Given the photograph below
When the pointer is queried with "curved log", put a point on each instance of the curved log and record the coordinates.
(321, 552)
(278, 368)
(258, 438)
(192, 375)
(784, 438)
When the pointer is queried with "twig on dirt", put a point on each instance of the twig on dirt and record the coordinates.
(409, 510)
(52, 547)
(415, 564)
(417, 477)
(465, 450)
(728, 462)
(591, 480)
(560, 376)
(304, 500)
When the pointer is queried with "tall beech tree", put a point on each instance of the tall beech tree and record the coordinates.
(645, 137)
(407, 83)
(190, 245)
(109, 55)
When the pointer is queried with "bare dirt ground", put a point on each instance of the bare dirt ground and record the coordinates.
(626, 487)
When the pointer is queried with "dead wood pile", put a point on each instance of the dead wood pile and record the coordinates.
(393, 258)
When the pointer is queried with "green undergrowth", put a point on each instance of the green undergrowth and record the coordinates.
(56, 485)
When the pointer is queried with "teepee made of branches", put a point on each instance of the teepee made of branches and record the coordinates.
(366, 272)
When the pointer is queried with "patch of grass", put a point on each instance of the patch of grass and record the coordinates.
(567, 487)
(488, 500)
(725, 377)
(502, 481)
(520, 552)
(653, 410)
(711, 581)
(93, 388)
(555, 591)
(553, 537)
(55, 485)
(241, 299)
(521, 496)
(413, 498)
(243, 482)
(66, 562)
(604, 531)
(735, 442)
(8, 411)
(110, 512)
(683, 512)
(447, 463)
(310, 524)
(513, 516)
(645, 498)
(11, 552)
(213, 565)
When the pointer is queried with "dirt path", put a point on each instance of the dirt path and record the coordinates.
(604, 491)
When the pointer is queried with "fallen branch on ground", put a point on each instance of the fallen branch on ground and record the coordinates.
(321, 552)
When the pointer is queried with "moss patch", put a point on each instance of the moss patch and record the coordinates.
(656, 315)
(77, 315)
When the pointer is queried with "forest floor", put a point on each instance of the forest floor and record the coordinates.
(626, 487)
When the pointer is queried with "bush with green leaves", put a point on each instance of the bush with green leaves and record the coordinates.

___

— EXERCISE DETAILS —
Copy out all of the material above word for word, from its first line through its last.

— SOLUTION FOR THIS TASK —
Given the photograph below
When the pointer is queried with "curved log", put a point on each instance of the curved log and record the coordinates.
(321, 552)
(278, 368)
(258, 438)
(192, 375)
(784, 438)
When the pointer is queried with "twig on dirt", put a point on each instance of the twig on dirt and record the coordinates.
(409, 510)
(52, 547)
(415, 564)
(417, 477)
(465, 450)
(728, 462)
(591, 480)
(560, 376)
(304, 500)
When the pointer is queried with "tall beech tree", put a point on each instance of the tall beech tree and record the coordinates.
(645, 137)
(407, 83)
(190, 245)
(109, 55)
When the pointer is queried with "bare dirt ground", put a point on each instance of the bare dirt ground and record the coordinates.
(626, 487)
When the pointer is queried with "dead wood pile", put a point on each instance of the dead wood pile and record the coordinates.
(393, 258)
When the pointer is queried with "green undergrowth", put a point on each instance of the green undergrowth and record the coordinates.
(56, 485)
When the pointer is queried with "teepee made of branches", put a point on each instance of the teepee made of branches and record the coordinates.
(366, 272)
When the pointer is queried with "patch of grass", put a point on each instance of the patch of grass and record the coordinates.
(567, 487)
(488, 500)
(725, 377)
(502, 481)
(520, 552)
(653, 410)
(711, 581)
(93, 388)
(555, 591)
(553, 537)
(55, 485)
(241, 299)
(521, 496)
(413, 498)
(243, 482)
(66, 562)
(604, 531)
(735, 442)
(8, 411)
(110, 512)
(683, 512)
(447, 463)
(310, 524)
(513, 516)
(645, 498)
(11, 552)
(213, 565)
When the pointer is queried with "dirt path", put a point on each instance of the dirt path and record the coordinates.
(604, 491)
When the pointer is queried with "fallen branch on ground", put a point on each instance of the fallen branch on ground and record the coordinates.
(321, 552)
When the pointer is queried with "moss patch", put a point on each instance of the moss patch and record the coordinates.
(656, 315)
(77, 315)
When the pointer is queried with "forest floor", put a point on each instance of the forest floor and record the coordinates.
(626, 487)
When the pointer is queried with "bush with green leaves", put a point on each instance of the bush with green leaves and record the coordinates.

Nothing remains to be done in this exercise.